Practical exercises will focus on specific evaluation tasks that emerging AI could potentially help with. Participants will identify common these tasks and identify different GenAI tools that could support with them. Through hands-on exercises we will try out the tools and compare results in order to analyse how the tools might enable efficiencies or quality improvements and revealing challenges such as bias and quality issues. We will discuss ways to mitigate the risks of GenAI use as well as whether AI should be integrated at all, depending on an assessment of its real benefit in context and its potential for harm.

  1. What to look out for when assessing the use of AI (8 hours): In this final module, we will change our perspective to consider situations where AI is not a tool to be used for evaluation, but rather is the object to be evaluated or assessed. We will look at two specific situations: First, what frameworks can be applied to evaluation of AI -enabled programmes? Second, when commissioning evaluations, how can we assess a proposal that contains AI-enabled methods or approaches? We will introduce frameworks and toolkits that can be used in these situations. Practical exercises will focus on scenarios related to the above situations so that participants can experience what it means to be assessing the use of AI.

Workshop Objectives:

By the end of the course, participants will be able to:

  • Understand and critically assess the basics of AI, how it works, and what its strengths and weaknesses and ethical challenges are.
  • Understand where – in an evaluation workflow – AI can be used safely and where risks of misuse and biased results are greatest.

--------------------

● **TASK GOAL**:
Reproduce the course description word for word from "By the end of" to "results are greatest.". The entries come from a separate source, not from the course description.

(Items stored in a collection)
--------------------

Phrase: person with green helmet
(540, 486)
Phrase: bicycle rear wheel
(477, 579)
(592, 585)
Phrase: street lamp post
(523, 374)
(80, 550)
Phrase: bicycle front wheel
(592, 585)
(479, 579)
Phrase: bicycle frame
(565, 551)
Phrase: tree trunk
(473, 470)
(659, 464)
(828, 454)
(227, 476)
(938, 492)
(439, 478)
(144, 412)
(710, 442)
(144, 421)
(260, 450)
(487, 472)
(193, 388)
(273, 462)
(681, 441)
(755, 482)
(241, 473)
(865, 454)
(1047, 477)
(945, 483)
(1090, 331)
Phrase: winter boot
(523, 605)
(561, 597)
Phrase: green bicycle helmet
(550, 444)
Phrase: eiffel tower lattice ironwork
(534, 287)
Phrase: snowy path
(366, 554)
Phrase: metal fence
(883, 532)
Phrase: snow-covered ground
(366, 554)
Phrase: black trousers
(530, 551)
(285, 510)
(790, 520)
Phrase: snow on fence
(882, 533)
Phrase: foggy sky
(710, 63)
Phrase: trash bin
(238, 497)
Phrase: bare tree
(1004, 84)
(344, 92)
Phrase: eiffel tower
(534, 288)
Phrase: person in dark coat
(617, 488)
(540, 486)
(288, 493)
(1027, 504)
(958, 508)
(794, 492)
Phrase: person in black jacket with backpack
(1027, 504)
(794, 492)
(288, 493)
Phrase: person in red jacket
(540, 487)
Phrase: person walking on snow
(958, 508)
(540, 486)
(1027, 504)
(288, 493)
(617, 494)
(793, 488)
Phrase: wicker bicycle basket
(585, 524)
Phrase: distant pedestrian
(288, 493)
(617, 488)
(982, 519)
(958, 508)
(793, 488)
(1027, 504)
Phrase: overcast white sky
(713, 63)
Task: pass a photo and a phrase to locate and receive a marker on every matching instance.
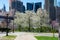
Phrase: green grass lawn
(45, 38)
(10, 37)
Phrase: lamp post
(7, 25)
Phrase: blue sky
(6, 2)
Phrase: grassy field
(45, 38)
(10, 37)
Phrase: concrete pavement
(28, 35)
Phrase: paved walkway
(25, 37)
(28, 35)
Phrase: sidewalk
(25, 37)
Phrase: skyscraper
(34, 6)
(17, 5)
(38, 5)
(30, 6)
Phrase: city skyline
(6, 2)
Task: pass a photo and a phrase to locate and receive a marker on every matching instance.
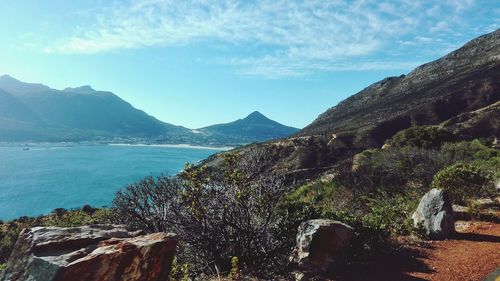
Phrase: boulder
(97, 252)
(319, 243)
(435, 214)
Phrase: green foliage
(390, 214)
(234, 273)
(217, 216)
(394, 169)
(179, 272)
(470, 150)
(427, 137)
(462, 181)
(474, 209)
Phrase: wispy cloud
(292, 38)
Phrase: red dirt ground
(469, 255)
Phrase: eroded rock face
(435, 214)
(319, 243)
(98, 252)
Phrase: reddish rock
(99, 252)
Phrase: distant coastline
(223, 148)
(91, 143)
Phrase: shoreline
(72, 144)
(222, 148)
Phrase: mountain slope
(464, 80)
(254, 127)
(460, 92)
(91, 113)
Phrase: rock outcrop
(435, 214)
(319, 244)
(97, 252)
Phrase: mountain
(459, 92)
(35, 112)
(462, 81)
(72, 114)
(255, 127)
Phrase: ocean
(37, 179)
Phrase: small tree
(216, 215)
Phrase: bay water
(37, 179)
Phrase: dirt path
(470, 255)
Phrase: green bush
(428, 137)
(469, 151)
(463, 182)
(390, 214)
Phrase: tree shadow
(476, 237)
(388, 265)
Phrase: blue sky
(196, 63)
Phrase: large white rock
(435, 214)
(319, 243)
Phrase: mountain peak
(14, 86)
(256, 116)
(86, 89)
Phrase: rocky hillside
(35, 112)
(462, 81)
(460, 91)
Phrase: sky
(197, 63)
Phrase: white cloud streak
(292, 38)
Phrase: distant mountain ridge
(466, 79)
(254, 127)
(35, 112)
(459, 92)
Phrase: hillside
(253, 128)
(39, 113)
(35, 112)
(464, 80)
(460, 92)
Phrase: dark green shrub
(217, 218)
(394, 169)
(390, 214)
(463, 182)
(428, 137)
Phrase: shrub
(462, 181)
(427, 137)
(394, 169)
(217, 217)
(179, 272)
(390, 214)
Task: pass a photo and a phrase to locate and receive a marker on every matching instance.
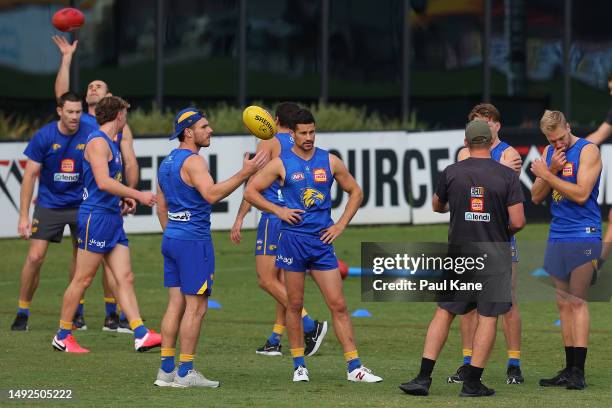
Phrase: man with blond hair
(569, 170)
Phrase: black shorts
(487, 309)
(48, 223)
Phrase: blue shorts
(302, 252)
(267, 235)
(563, 255)
(189, 264)
(100, 232)
(514, 249)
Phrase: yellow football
(259, 122)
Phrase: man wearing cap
(485, 201)
(186, 192)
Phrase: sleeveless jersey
(188, 211)
(273, 193)
(61, 160)
(307, 186)
(94, 199)
(570, 219)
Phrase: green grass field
(390, 342)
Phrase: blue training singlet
(307, 186)
(188, 211)
(94, 199)
(273, 193)
(570, 219)
(90, 120)
(61, 160)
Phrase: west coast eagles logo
(310, 197)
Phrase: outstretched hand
(64, 46)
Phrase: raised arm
(273, 171)
(24, 227)
(272, 146)
(589, 170)
(540, 188)
(601, 134)
(62, 80)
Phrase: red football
(68, 19)
(343, 268)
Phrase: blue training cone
(361, 313)
(213, 304)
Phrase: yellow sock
(135, 323)
(185, 358)
(65, 325)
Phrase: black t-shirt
(479, 192)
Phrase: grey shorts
(48, 223)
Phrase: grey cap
(478, 132)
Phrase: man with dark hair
(186, 193)
(269, 276)
(505, 154)
(96, 90)
(56, 153)
(305, 175)
(467, 189)
(100, 228)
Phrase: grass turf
(390, 342)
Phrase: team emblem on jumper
(320, 176)
(310, 197)
(67, 166)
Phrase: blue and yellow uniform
(496, 154)
(575, 230)
(100, 222)
(60, 189)
(307, 186)
(189, 256)
(268, 229)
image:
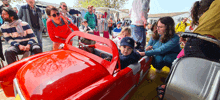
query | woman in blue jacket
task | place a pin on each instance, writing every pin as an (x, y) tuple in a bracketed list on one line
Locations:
[(166, 47)]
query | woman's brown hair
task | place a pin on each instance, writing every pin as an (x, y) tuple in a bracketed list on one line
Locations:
[(155, 36), (170, 30)]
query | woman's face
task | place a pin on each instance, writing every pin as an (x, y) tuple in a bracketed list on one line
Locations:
[(125, 34), (55, 16), (161, 28)]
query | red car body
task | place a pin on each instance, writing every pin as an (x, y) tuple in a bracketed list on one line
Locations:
[(72, 73)]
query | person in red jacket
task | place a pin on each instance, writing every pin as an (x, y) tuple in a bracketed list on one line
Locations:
[(58, 27)]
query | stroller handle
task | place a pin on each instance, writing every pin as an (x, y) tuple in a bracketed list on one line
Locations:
[(203, 37)]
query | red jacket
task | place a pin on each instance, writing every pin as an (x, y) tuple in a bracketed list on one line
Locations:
[(59, 33)]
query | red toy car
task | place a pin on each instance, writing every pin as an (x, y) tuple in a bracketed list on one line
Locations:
[(73, 73)]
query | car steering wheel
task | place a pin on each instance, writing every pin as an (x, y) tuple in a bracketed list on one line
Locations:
[(86, 47)]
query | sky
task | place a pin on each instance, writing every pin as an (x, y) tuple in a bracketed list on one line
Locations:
[(156, 6)]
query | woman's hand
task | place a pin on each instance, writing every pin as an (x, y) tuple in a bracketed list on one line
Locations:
[(149, 48)]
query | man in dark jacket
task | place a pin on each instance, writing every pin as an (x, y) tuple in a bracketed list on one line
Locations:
[(127, 53), (32, 14)]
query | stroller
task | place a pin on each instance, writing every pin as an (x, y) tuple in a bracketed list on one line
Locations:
[(194, 78)]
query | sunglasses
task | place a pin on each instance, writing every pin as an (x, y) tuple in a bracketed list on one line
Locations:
[(57, 14)]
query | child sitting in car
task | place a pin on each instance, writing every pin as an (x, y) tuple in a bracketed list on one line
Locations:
[(127, 54), (126, 32)]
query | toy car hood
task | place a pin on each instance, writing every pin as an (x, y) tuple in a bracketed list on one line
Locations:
[(59, 75)]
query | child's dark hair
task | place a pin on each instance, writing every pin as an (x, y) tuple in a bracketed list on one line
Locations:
[(11, 12), (155, 36), (199, 7), (49, 8)]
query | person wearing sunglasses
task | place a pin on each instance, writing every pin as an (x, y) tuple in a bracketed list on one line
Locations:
[(58, 26), (32, 14)]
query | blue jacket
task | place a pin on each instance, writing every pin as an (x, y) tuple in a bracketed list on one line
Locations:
[(129, 59), (171, 46)]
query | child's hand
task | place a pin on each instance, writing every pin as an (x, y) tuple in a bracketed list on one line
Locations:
[(149, 48)]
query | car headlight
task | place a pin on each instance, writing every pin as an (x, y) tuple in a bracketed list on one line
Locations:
[(17, 91)]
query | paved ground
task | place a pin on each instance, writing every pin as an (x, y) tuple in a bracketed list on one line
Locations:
[(145, 91)]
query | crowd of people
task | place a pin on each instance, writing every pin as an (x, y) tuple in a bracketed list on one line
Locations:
[(23, 31)]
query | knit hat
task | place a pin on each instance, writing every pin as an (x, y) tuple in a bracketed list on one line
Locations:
[(127, 41)]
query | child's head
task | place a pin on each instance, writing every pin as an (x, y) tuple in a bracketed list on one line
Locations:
[(125, 32), (126, 46), (119, 24)]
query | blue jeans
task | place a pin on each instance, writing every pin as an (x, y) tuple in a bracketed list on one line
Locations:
[(38, 34), (138, 33)]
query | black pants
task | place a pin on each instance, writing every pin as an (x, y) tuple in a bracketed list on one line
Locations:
[(202, 49), (12, 51)]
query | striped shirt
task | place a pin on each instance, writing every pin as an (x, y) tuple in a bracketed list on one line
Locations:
[(14, 38)]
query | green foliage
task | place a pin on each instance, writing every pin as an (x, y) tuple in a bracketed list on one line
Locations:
[(102, 3)]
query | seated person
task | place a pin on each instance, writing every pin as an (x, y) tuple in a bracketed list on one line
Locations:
[(18, 34), (126, 32), (166, 48), (127, 54), (58, 27), (117, 30), (85, 28)]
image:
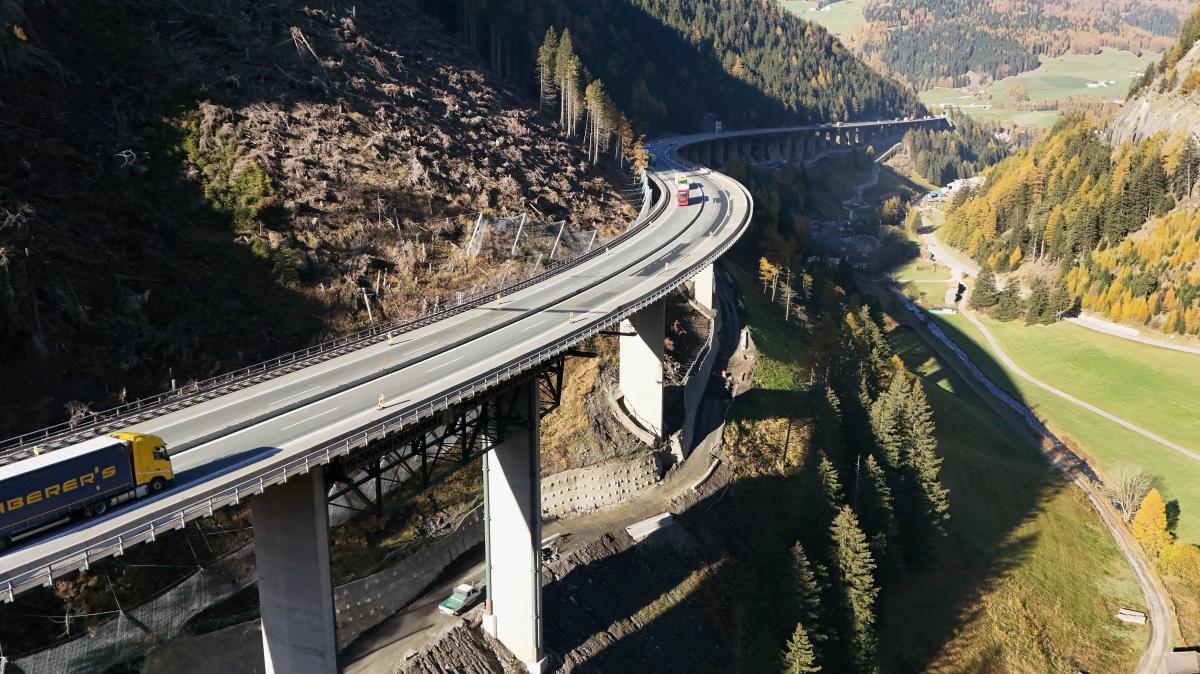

--------------------

● **FINISHED EXERCISE**:
By the end of the course, participants will be able to:

  • Understand and critically assess the basics of AI, how it works, and what its strengths and weaknesses and ethical challenges are.
  • Understand where – in an evaluation workflow – AI can be used safely and where risks of misuse and biased results are greatest.